Data listing
============================================================
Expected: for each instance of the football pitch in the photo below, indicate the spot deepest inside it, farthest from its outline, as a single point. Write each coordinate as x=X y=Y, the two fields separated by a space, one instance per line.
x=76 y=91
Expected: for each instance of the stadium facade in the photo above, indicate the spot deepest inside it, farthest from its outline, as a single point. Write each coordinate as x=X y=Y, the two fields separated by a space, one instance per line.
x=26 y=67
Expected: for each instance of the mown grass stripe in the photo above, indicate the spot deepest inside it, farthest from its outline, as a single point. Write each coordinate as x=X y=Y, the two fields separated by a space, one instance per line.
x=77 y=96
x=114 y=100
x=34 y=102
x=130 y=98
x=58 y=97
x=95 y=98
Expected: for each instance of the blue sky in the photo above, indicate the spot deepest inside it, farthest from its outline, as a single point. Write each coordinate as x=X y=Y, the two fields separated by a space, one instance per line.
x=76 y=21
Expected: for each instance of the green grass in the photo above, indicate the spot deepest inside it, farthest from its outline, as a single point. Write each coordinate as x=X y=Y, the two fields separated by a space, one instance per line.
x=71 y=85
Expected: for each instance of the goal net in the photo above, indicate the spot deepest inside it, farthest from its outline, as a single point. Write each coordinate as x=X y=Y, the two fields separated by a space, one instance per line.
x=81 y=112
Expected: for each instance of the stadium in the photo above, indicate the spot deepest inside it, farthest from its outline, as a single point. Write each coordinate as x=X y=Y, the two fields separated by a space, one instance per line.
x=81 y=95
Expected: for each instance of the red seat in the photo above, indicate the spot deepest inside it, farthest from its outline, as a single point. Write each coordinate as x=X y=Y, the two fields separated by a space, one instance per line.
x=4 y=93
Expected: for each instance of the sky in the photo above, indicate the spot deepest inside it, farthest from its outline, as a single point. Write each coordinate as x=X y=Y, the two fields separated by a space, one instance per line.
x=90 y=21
============================================================
Given instruction
Extract the listing in its entirety, matching it exactly.

Answer in full
Expected: for each instance of the football pitch in the photo below, indicate the spot deepest inside it, farthest from its outline, as a single point. Write each coordinate as x=X y=Y, the two fields separated by a space, one instance per line.
x=76 y=91
Expected: for each instance of the stadium facade in the photo above, indicate the spot deepest inside it, farthest from its outline, as a single point. Write each coordinate as x=X y=Y, the two fields separated by a space, one instance per line.
x=26 y=67
Expected: for each instance of the mown grass stripe in the photo above, indicate the spot deepest inside it, farthest from its outline, as a single point. Write each coordinate as x=X y=Y, the two fields separated by a space, one instance per line.
x=77 y=96
x=114 y=100
x=34 y=102
x=130 y=98
x=58 y=97
x=95 y=98
Expected: for each instance of the blue sky in the photo above, indicate the spot deepest inside it, farthest from its outline, as a single point. Write each coordinate as x=X y=Y, the two fields separated by a space, one instance per line.
x=76 y=21
Expected: for each instance of the green grass in the photo above, indicate the spot deepest inside it, farthest from its outline, as a single point. Write each coordinate as x=X y=Y, the two fields separated by a space, one instance per line.
x=71 y=85
Expected: for each instance of the goal net in the photo above, indicate the spot deepest inside it, farthest from its outline, as a single point. Write each coordinate as x=X y=Y, the two fields separated by a space, one instance per line.
x=81 y=112
Expected: for each instance of the stadium in the photo above, indicate the spot deepest inside it, farthest from its outline, as a single point. Write each coordinate as x=X y=Y, the two fields separated by a space, one instance per line.
x=81 y=95
Expected: for each instance of the red seat in the photo above, indicate the spot deepest inside it, farthest from its outline, as a single point. Write each coordinate as x=X y=Y, the two fields separated by a space, one instance per line.
x=4 y=93
Expected: for each instance of the sky in the photo above, indicate the spot deepest inside it, farthest from its outline, as a single point. Write each coordinate as x=X y=Y, the two fields separated by a space, one instance per line.
x=90 y=21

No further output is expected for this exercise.